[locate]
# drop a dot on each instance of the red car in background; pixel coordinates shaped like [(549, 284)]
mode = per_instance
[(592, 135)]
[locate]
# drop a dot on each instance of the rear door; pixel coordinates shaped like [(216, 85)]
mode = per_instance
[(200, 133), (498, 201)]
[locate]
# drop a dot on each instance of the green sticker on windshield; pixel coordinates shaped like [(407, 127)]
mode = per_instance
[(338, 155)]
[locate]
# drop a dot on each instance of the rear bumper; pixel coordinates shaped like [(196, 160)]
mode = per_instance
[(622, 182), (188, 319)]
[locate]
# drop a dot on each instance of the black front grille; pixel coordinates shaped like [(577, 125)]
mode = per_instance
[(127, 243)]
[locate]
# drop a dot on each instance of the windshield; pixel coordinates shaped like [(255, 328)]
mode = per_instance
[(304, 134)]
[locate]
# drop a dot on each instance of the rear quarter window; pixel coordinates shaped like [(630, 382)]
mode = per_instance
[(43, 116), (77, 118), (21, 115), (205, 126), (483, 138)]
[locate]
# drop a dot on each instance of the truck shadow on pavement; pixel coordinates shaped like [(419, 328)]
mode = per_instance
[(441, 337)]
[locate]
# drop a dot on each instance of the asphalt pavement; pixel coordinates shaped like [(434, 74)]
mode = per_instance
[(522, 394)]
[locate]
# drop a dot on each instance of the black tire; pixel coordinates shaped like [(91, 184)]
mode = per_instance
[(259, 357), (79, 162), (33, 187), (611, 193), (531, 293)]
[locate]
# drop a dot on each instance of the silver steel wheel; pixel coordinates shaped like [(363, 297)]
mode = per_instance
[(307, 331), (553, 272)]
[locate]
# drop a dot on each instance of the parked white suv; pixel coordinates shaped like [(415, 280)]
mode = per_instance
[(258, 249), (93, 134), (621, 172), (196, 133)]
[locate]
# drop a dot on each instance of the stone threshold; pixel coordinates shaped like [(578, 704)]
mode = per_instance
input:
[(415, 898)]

--------------------------------

### WORK TO BE COMPLETED
Render every line of the items above as a JSON list of strings, with one string per line and any blank lines omitted.

### RESULT BELOW
[
  "[locate]",
  "# drop a dot on each instance of the red car in background; pixel coordinates shaped like [(549, 284)]",
  "mode = per_instance",
  "[(592, 135)]",
  "[locate]",
  "# drop a dot on each instance of the rear door; pixel coordinates shaped like [(216, 85)]",
  "mode = per_instance",
  "[(200, 133), (498, 201)]",
  "[locate]",
  "# drop a dot on each instance of the green sticker on windshield; pixel coordinates shaped like [(407, 127)]",
  "mode = per_instance",
  "[(338, 155)]",
  "[locate]",
  "# drop a dot on each instance of the rear bumper; pixel coordinates shaped like [(196, 160)]",
  "mode = per_instance",
  "[(622, 182), (188, 319)]",
  "[locate]",
  "# drop a dot on each instance of the black front grille; pixel coordinates shaped like [(577, 125)]",
  "mode = per_instance",
  "[(127, 243)]",
  "[locate]",
  "# drop a dot on each instance of the windshield; pixel coordinates shaped like [(255, 328)]",
  "mode = per_instance",
  "[(304, 134)]",
  "[locate]",
  "# drop a dot on each instance of the rear quarter window; pixel coordinates shaped like [(630, 382)]",
  "mode = per_instance",
  "[(43, 116), (77, 118), (21, 115), (205, 126), (483, 138)]",
  "[locate]",
  "# drop a dot on each instance of the truck shadow on pavement; pixel coordinates shaped like [(419, 328)]",
  "mode = per_instance",
  "[(441, 337)]",
  "[locate]",
  "# drop a dot on each instance of the asphalt pavement; pixel coordinates shaped like [(434, 74)]",
  "mode = per_instance",
  "[(522, 394)]",
  "[locate]",
  "# drop a dot on each instance of the black tire; pixel coordinates shaped like [(91, 184)]",
  "mode = per_instance",
  "[(259, 357), (79, 162), (33, 187), (611, 193), (531, 293)]",
  "[locate]",
  "# drop a dot on each instance of the silver steel wheel; pixel coordinates shaped like [(363, 297)]",
  "mode = per_instance",
  "[(307, 331), (553, 272)]",
  "[locate]",
  "# drop a dot on each instance of the parked white suv; pixel coordinates shaped like [(415, 280)]",
  "mode = per_instance",
  "[(258, 249), (93, 134), (621, 172), (196, 133)]",
  "[locate]",
  "# drop a dot on each instance of the stone threshold; pixel coordinates shaped like [(578, 704)]",
  "mode = per_instance",
  "input:",
  "[(415, 898)]"
]